**Article**
Instructor: M. Geiger Lecture 9: Key Questions

c. P1: write 108 ← 83

d. P15: read 118

e. P0: write 110 ← 52

f. P1: write 118 ← 99

g. P0: write 118 ← 99

14. Define coherence misses, and explain the two types of coherence misses

15. What are the benefits of directory-based coherence over snooping coherence?

16. Explain the basic operation of a directory protocol.

17. Draw the state machine for requests sent to the directory for a given block.

## 18. <u>Directory protocol example</u>

Say we have a dual-processor system that uses a write-invalidate, directory coherence protocol. The system contains 4 memory blocks, as shown in the directory state below:

| Block # | P0 | P1 | Dirty |
|---------|----|----|-------|
| 0       | 1  | 0  | 1     |
| 1       | 0  | 0  | 0     |
| 2       | 1  | 1  | 0     |
| 3       | 0  | 1  | 0     |
| 4       | 1  | 1  | 0     |

What messages are sent between the nodes and directory for each of the following transactions to ensure the processor has the most up-to-date block copy, the appropriate invalidations are made, and the directory holds the appropriate state? Assume the same initial state for every part of the problem—your answer to (b) does not depend on (a).

a. P0: read block 1

b. P1: write block 2

c. P1: read block 0

d. P0: read block 3

**What this exercise asks**
(a) List each transaction that the directory protocol example in the lecture questions above asks about, with its processor and operation.
(b) Write out the stretch of the lecture questions from "f. P1: write" through "a directory protocol." word for word.

**Dataset rows**
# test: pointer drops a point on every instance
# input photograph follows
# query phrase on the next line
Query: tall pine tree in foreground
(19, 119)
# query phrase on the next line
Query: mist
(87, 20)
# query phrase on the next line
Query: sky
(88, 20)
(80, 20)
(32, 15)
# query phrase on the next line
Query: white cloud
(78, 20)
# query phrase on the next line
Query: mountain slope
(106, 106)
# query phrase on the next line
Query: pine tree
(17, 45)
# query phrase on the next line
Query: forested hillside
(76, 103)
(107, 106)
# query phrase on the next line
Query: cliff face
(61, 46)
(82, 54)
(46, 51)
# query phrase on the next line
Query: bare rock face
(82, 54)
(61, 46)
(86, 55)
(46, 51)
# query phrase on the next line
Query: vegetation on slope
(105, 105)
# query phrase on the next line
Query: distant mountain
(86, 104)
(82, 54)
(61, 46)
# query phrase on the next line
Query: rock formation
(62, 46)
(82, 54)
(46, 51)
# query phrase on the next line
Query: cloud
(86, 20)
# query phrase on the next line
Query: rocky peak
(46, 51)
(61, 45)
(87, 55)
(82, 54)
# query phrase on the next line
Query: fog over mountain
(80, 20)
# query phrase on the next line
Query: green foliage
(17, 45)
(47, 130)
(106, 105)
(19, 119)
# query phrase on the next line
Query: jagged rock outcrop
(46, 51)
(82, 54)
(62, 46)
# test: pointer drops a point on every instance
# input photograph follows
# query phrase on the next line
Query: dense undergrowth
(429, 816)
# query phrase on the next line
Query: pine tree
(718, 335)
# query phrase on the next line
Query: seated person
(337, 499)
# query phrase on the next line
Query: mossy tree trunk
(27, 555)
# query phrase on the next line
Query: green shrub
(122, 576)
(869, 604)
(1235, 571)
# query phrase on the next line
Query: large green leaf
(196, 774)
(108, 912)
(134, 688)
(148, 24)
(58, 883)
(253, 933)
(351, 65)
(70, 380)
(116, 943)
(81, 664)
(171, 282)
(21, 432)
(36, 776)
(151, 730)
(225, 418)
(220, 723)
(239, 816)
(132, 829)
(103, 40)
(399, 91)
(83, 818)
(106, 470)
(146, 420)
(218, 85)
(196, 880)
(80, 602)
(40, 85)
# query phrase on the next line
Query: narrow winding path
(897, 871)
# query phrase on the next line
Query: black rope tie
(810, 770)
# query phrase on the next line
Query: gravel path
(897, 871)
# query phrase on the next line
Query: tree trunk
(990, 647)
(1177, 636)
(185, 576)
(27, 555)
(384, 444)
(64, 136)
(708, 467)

**Exercise answers**
(a)
P0: read block 1
P1: write block 2
P1: read block 0
P0: read block 3

(b)
f. P1: write 118 ← 99

g. P0: write 118 ← 99

14. Define coherence misses, and explain the two types of coherence misses

15. What are the benefits of directory-based coherence over snooping coherence?

16. Explain the basic operation of a directory protocol.